** WHAT YOU ARE ASKED TO DO **
Treat the line containing "Please indicate the blue" as the first line and the final line of the material below as the last; reproduce that range exactly.

** RECORDS FOR PROCESSING **
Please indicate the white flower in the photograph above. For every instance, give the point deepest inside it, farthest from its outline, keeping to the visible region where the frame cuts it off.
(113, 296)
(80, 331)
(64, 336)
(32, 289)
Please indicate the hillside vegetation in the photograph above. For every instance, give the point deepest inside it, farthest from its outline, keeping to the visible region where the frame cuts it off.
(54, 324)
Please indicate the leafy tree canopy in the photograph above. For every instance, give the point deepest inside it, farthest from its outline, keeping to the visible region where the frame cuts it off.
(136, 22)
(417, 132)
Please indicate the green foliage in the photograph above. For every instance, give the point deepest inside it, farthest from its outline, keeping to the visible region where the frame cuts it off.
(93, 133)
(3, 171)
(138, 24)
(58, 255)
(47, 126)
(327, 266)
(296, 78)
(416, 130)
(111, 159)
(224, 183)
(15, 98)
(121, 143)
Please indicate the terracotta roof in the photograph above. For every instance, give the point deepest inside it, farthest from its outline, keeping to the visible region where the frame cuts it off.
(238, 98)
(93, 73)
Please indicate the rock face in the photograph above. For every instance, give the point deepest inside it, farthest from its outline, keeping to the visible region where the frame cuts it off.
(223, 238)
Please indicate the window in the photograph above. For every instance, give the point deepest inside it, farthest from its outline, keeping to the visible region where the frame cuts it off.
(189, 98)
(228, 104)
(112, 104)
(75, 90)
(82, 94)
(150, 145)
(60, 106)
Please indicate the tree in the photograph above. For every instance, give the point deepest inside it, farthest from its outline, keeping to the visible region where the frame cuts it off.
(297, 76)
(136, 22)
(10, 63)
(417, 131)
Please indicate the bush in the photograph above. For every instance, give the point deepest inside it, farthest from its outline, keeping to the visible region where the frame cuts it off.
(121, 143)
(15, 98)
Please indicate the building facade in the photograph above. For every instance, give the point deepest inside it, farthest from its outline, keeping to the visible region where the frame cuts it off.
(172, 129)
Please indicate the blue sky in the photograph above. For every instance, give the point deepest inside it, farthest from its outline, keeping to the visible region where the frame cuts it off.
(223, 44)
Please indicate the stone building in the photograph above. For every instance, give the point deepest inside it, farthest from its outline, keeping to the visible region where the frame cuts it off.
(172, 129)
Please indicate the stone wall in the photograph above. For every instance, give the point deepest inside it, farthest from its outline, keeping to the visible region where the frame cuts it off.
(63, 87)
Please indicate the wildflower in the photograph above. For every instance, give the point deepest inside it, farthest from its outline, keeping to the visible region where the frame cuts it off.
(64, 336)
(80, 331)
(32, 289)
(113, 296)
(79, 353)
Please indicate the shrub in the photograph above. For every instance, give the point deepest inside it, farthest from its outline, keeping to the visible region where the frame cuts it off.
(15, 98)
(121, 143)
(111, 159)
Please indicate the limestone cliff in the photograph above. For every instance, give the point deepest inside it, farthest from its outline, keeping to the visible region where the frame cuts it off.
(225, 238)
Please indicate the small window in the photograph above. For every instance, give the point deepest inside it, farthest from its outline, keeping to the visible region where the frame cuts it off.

** CORRECT RESPONSE **
Please indicate the blue sky in the photograph above. For every instance, give the point deepest inside it, farthest from its outline, keeping to the visible region where the frame cuts it off.
(223, 44)
Please indicate the stone building in the photograph above. For every instance, give the point deepest inside it, farthest from its outline, keeping to the visible region where the frame cuts it off.
(172, 129)
Please indicate the stone wall in the photograph above. For every instance, give the point deepest inside it, farthest from its outline, keeping to the visible region where the frame cuts it off.
(63, 87)
Please indicate the wildflower in the photograph above. For every instance, give the point deepest inside it, farthest from its outline, keeping to the visible region where the frame cuts it off.
(64, 336)
(80, 331)
(32, 289)
(113, 296)
(79, 353)
Please indicate the shrub in the photograph above. For every instance, give the point deepest inside it, farthest from its outline, keeping to the visible region where the frame cuts it off.
(15, 98)
(121, 143)
(111, 159)
Please indicate the limestone cliff in the photograph above. For every instance, give the point deepest inside it, farthest from its outline, keeping to the visible region where the frame cuts it off.
(225, 238)
Please indicate the small window in the photograph above. For every instance, give the point deepest inside it, farthest from its outline, keeping to the visible region where the frame cuts it off.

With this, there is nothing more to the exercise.